Dataset excerpt:
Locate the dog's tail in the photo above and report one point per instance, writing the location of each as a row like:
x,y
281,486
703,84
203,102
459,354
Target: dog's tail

Exercise prompt ->
Print every one of the records above again, line for line, with nothing changed.

Exercise result ->
Locate the dog's tail in the photo above and report one point per instance, writing the location of each as a row like:
x,y
281,486
703,84
203,102
459,354
Target: dog's tail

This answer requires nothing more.